#### EXERCISE BRIEF:
Beginning at the line that contains "--target group of people", reproduce every line to the end of the material without changing any of them.

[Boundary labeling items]
* * * * * * * * *

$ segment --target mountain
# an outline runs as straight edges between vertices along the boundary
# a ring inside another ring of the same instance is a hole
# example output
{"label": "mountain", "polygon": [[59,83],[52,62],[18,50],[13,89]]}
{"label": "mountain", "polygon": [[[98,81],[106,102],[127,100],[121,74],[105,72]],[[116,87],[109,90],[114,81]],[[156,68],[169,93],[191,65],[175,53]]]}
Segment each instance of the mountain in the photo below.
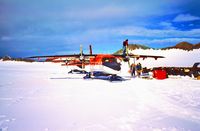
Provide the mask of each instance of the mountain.
{"label": "mountain", "polygon": [[[128,45],[128,49],[129,50],[135,50],[135,49],[150,49],[150,47],[145,46],[145,45],[141,45],[141,44],[129,44]],[[122,49],[116,51],[114,54],[122,54]]]}
{"label": "mountain", "polygon": [[[141,45],[141,44],[129,44],[128,45],[129,50],[135,50],[135,49],[151,49],[148,46]],[[193,50],[193,49],[200,49],[200,43],[198,44],[191,44],[189,42],[180,42],[176,44],[175,46],[170,46],[170,47],[165,47],[165,48],[160,48],[161,50],[167,50],[167,49],[182,49],[182,50]],[[122,54],[122,49],[116,51],[114,54]]]}
{"label": "mountain", "polygon": [[195,44],[195,45],[193,46],[193,49],[200,49],[200,43]]}

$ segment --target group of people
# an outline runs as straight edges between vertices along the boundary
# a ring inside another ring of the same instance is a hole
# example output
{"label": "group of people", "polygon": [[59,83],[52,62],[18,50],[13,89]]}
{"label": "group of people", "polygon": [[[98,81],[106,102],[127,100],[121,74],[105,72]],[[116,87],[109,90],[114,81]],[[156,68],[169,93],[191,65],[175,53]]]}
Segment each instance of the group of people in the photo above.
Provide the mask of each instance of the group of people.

* * * * * * * * *

#### FINAL ANSWER:
$ segment --target group of people
# an outline runs as straight edges between vertices along the boundary
# a ring inside another ring of the same instance is a hole
# example output
{"label": "group of people", "polygon": [[59,83],[52,62],[18,50],[13,89]]}
{"label": "group of people", "polygon": [[[98,81],[106,102],[127,100],[121,74],[105,72]],[[116,87],[109,90],[114,81]],[[156,68],[169,93],[191,65],[175,53]]]}
Segment each instance of the group of people in the photo above.
Provide the mask of each instance of the group of people.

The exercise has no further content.